— Written task —
Recast all of the data below as a numbered list, skipping any blank lines. Leave the pictures out.

Dataset rows:
================

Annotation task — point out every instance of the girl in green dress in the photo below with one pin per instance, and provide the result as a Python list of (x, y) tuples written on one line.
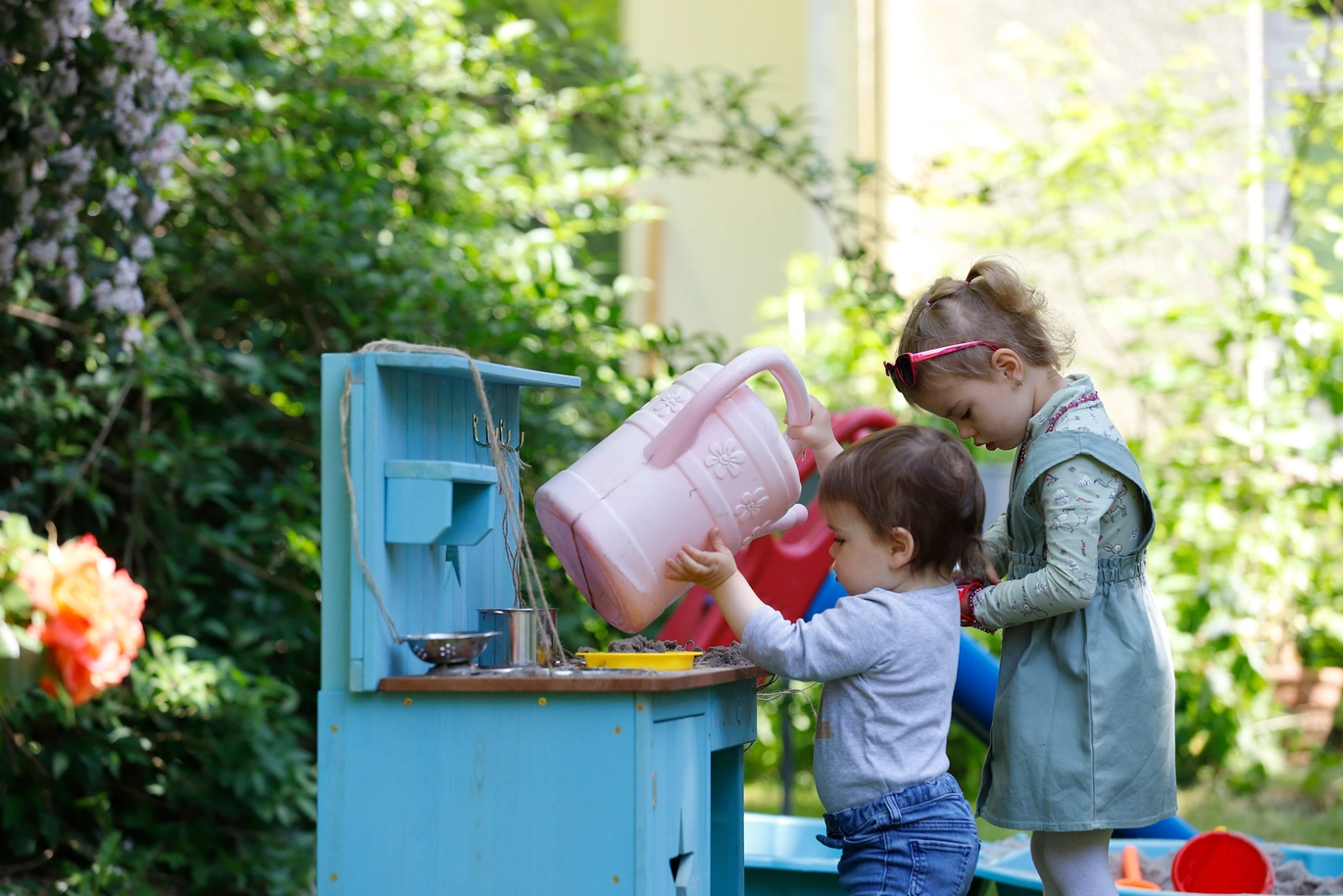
[(1082, 739)]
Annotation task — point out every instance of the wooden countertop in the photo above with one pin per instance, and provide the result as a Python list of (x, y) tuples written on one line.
[(588, 680)]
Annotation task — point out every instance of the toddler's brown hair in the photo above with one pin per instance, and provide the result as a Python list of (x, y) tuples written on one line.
[(991, 304), (922, 479)]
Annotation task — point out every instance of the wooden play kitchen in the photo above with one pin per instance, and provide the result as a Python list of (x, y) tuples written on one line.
[(445, 768)]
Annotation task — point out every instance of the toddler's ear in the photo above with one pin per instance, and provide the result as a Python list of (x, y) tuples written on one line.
[(901, 547)]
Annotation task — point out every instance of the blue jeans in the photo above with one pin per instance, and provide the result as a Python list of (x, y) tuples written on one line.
[(919, 841)]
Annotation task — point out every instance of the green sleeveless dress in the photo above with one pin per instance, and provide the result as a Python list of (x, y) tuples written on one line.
[(1084, 718)]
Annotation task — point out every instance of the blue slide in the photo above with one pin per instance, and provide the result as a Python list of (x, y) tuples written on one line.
[(972, 703)]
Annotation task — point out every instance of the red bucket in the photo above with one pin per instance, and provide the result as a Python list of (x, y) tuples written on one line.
[(1221, 862)]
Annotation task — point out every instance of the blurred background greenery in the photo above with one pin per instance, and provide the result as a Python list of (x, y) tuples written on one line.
[(461, 174)]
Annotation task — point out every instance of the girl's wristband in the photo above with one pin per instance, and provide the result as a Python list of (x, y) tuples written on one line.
[(968, 606)]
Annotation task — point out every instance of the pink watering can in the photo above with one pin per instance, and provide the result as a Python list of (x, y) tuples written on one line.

================

— Reply to the task —
1. Annotation task — point out every instance of the girl in green dress in the photo below with one pin per instance, and provide the result as a Python list of (x, y) tuples written on one line.
2. [(1082, 739)]
3. Annotation task — point out every instance of the wooden countertop in the photo above with one pin per instance, and provide the result as a Python list of (x, y) tuples written on one line.
4. [(588, 680)]
5. Annotation task — point out every instance of the toddler's brown hair in the photo above with one pin per instance, and provide the result as a Python list of (x, y) tuples written on one line.
6. [(991, 304), (922, 479)]
7. Annotation task — point out every instance of the wooden play kitchen in the photo above with one pin per instance, and provide the result as a Python list of (x, y) tuples written on one line.
8. [(445, 768)]
9. Annotation task — point out every instance of the toddler's ear in the photo above with one pin per instance, and provide the result as a Python list of (x, y) tuples written on one line.
10. [(901, 547)]
11. Annotation task — point out every instance of the blue jeans in the photo above with one pin per instance, and provide the result as a Python list of (x, y) tuples written on one line.
12. [(919, 841)]
13. Annotation task — point out every instance of the green sleeveless dress in the photo above with one pin per instance, and provide the result as a Python list of (x, y) tuples written on one line.
14. [(1084, 718)]
15. Annotation task — point out every instance of the blue slide in the photo above with one pin per instance, and provide the result as a Python list of (x, y) tuples written on one line.
16. [(972, 703)]
17. Annotation task — point out every instance of the red bucket in the photo above with one pin per instance, and provide the result as a Python list of (x, y) tuples written on one line.
18. [(1221, 862)]
19. Annotation task — point out every instance of the blurred background greenery in the photo above with one pin per instance, and provide the result as a Python list of (x, y) tuples written on one line.
20. [(461, 174)]
21. Annotation task — point out every instance of the girl's wristband in the photo above with one pin per instance, and provide the result as a Python list of (x, y) tuples written on one line.
22. [(968, 606)]
23. Annotation task — point out every instance of the pink watering can in the photo above with one pin per instance, and provide the result as a Python list of (x, y) tuples written on one line.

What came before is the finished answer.